-- Source records start --
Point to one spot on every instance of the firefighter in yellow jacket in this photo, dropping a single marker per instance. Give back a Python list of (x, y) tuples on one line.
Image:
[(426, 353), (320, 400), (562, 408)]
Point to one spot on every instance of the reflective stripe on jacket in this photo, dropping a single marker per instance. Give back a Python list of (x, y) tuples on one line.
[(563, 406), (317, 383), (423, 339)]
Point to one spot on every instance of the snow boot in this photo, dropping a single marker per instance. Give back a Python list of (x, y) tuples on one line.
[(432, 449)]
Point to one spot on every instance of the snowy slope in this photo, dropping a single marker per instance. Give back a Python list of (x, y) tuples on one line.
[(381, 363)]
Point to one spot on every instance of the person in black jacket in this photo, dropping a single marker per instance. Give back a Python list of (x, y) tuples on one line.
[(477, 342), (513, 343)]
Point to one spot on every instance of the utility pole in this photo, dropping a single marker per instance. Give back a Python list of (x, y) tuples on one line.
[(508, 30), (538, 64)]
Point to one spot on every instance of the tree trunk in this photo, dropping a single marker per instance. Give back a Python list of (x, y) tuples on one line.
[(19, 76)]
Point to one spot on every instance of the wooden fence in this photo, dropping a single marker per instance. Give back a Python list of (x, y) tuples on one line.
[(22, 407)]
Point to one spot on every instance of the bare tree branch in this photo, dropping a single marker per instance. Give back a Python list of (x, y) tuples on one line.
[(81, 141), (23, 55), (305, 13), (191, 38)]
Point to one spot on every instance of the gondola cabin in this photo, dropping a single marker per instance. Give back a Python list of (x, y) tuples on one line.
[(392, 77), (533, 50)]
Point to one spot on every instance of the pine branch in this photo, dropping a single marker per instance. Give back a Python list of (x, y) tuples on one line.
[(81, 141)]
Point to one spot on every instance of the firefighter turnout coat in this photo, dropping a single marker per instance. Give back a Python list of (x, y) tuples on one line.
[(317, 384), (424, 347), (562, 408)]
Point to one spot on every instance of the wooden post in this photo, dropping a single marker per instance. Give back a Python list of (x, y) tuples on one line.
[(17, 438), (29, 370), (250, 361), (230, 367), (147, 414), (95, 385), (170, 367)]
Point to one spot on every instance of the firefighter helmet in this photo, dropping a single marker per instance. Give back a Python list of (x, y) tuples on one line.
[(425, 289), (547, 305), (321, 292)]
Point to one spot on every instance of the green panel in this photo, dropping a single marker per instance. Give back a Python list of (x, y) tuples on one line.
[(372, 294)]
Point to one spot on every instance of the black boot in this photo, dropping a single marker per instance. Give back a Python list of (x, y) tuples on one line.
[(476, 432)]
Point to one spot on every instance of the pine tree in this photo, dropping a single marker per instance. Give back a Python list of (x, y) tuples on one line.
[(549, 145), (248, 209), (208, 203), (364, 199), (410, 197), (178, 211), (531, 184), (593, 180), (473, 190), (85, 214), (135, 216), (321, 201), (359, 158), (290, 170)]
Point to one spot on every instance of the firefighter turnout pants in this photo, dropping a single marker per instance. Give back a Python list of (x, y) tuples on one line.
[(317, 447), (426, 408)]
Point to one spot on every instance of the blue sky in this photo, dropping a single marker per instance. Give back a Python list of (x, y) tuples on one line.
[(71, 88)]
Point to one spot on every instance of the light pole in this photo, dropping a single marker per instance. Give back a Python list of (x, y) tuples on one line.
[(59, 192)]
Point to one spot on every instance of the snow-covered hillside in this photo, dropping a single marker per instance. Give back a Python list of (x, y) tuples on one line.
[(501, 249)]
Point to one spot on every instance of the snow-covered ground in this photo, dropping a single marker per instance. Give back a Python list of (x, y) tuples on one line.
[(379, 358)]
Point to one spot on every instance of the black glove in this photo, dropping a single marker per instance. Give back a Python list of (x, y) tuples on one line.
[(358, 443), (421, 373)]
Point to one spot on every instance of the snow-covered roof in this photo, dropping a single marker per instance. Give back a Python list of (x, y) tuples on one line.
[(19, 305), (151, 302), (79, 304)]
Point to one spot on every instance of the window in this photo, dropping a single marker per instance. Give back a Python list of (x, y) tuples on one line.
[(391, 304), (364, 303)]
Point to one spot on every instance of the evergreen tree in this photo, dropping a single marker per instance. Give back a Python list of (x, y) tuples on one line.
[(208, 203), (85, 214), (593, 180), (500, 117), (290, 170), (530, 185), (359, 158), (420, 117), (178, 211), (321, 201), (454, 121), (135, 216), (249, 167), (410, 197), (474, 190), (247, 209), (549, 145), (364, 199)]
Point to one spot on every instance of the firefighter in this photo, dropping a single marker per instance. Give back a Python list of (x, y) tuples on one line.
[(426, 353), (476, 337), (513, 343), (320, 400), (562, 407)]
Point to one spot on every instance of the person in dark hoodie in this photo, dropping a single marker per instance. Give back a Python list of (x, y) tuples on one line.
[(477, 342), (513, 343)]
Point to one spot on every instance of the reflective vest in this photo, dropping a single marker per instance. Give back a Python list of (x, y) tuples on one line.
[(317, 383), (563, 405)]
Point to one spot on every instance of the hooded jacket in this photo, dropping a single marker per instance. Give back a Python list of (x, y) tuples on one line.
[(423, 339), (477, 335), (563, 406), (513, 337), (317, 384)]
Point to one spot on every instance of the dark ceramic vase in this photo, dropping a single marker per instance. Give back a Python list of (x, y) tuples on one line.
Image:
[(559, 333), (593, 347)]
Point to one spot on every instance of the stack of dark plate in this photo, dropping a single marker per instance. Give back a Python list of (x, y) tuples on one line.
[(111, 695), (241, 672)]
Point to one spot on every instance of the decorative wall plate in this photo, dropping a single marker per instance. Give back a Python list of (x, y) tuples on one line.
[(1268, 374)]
-- Source records end --
**Work required**
Reproduce all the items above, swapping "Python list" for "JSON array" wherever it occurs and keeping every other character the same.

**Correct result**
Point to one spot on every instance of the firefighter in yellow jacket in this photo, dropping a single marker per instance. Give back a JSON array of (x, y) tuples on one line.
Image:
[(426, 353), (320, 400), (562, 408)]
Point to one spot on every instance of the reflective stripe on jacket in this photo, dropping a single marker per instance. Give back a JSON array of (x, y) tuples on one line.
[(563, 406), (317, 383), (423, 339)]
Point to one spot on every instance of the snow boot in this photo, dropping a single marker per instance. Give back a JSON array of (x, y) tuples on one line.
[(432, 449)]
Point to one spot on every instance of the snowy slope in this photo, dropping a single marker per instance. Give back a JSON array of (x, y) tuples on one line.
[(381, 363)]
Point to one spot on every instance of the person in black jacket in this photo, dropping a single marker per instance. Give back a JSON array of (x, y) tuples on one line.
[(477, 342), (513, 343)]
Point to one spot on every instance of the utility pole in this photo, dropping a single marker per instance. Give back a JSON array of (x, y) tuples on one line.
[(508, 30), (538, 64)]
Point to one spot on every instance of the tree trunk in this photo, dropping a single marker per instance. Give back a JSON array of (x, y) tuples on one line.
[(19, 76)]
Point to one spot on every instance of the wooden fence in this photo, dropping a single marker per instance. Give back a JSON array of (x, y) tuples on one line.
[(22, 407)]
Point to one spot on every instance of the bare tree branch in this photo, dropping a single marker per instance. Give back a JSON array of (x, y) tuples on one line.
[(81, 141), (23, 55), (305, 13), (191, 38)]
Point to one spot on every instance of the gondola cabin in this photo, dropping a single marker per instance. Give back a JSON array of (x, y) tuples on one line.
[(392, 77), (533, 50)]
Point to one spot on every instance of the pine branch in this photo, dropping a single marker per instance. Give back a JSON array of (x, y) tuples on one line.
[(81, 141)]
Point to one spot on every instance of the firefighter turnout coat in this photo, dropping a single marker per instance. Give back a JSON array of (x, y) tuples on one line.
[(317, 384), (424, 347), (562, 408)]
Point to one spot on every instance of the wooden post in this photo, dropping a single marker per instance. Give back a JSON array of (x, y) tuples on one line.
[(17, 438), (29, 370), (250, 361), (230, 367), (147, 414), (95, 385), (170, 367)]
Point to one spot on every instance of the firefighter helmet in this photo, dropping a single marker per instance. Give back a JSON array of (x, y) tuples on one line.
[(425, 289), (547, 305), (321, 292)]
Point to one spot on every instance of the green panel in this photo, dropping a single marker per instance. Give back a JSON array of (x, y) tuples on one line.
[(372, 294)]
Point to one spot on every instance of the black boot in this photo, dropping a single marker per instance. Give back a JSON array of (x, y) tuples on one line.
[(476, 432)]
Point to one spot on every instance of the pine tree in this photo, dropping a single marker per instance. Give back a JSON array of (x, y) tuples on one line.
[(549, 145), (248, 209), (208, 203), (364, 199), (410, 197), (178, 211), (531, 184), (593, 180), (473, 190), (85, 214), (135, 216), (321, 201), (359, 158), (290, 170)]
Point to one spot on every instance of the firefighter turnout pants in this photo, dropping a single marker per instance. Give back a JSON array of (x, y) tuples on one line.
[(317, 447), (426, 408)]
Point to one spot on every instance of the blue sky in this photo, dropping a single marker per instance. Give back a JSON array of (x, y) tuples on one line.
[(71, 88)]
Point to one spot on every instance of the light pole in this photo, dropping a single marker per instance. Give back a JSON array of (x, y) tuples on one line.
[(59, 192)]
Point to one spot on every instance of the snow-covered hillside in this photo, dropping a single marker per instance. Give back a JSON array of (x, y) tuples on one line.
[(501, 249)]
Point to one spot on every instance of the snow-covered ground in this photo, dropping a single marker per instance. Give back a JSON array of (x, y) tuples on one line.
[(379, 358)]
Point to one spot on every instance of the black glove in this photo, dropping a single marker per instance. Give back a JSON array of (x, y) tuples on one line.
[(358, 443), (421, 373)]
Point to one spot on every instance of the snow-covered roof in this photo, dropping a single marker per instance. Give back a JSON array of (x, y) tuples on one line.
[(19, 305), (151, 302), (79, 304)]
Point to one spot on every instance of the window in this photo, dropping a single marker per instance. Give back a JSON array of (x, y) tuples on one line.
[(391, 304), (364, 303)]
Point to one spot on every instance of the evergreen tree in this photo, dropping a single marker per instance. Give back a JSON array of (x, y) tuples on one line.
[(208, 203), (85, 214), (593, 180), (500, 117), (290, 170), (530, 185), (359, 158), (420, 117), (178, 211), (321, 201), (454, 121), (135, 216), (249, 167), (410, 197), (474, 190), (247, 209), (549, 145), (364, 199)]
Point to one spot on every instance of the firefighter in this photo, dropping a single marker per instance. Give back a JSON array of (x, y) tuples on one line.
[(426, 353), (476, 337), (513, 343), (320, 400), (562, 407)]
Point to one spot on every instance of the person in dark hoodie in this photo, dropping a single marker per instance. Give back a JSON array of (x, y) tuples on one line.
[(477, 342), (513, 343)]
Point to one spot on every instance of the reflective vest in this photo, dropping a single marker per instance. Give back a JSON array of (x, y) tuples on one line.
[(317, 383), (563, 405)]
Point to one spot on every instance of the hooded jacket in this photo, dropping a single marker per instance. Give back a JSON array of (x, y) tuples on one line.
[(423, 339), (477, 335), (563, 406), (513, 337), (317, 384)]
Point to one spot on every instance of the dark ceramic vase in this photo, dropping a single marker per instance. Give back a JSON array of (x, y) tuples on one line.
Image:
[(559, 333), (593, 347)]
Point to one spot on every instance of the stack of dark plate in this photo, dropping a single marker per instance. Give back a JSON array of (x, y) tuples on one line.
[(111, 695), (241, 672)]
Point to one spot on every instance of the decorative wall plate in this photo, dropping a single marker per instance. Give back a JSON array of (x, y) tuples on one line.
[(1268, 374)]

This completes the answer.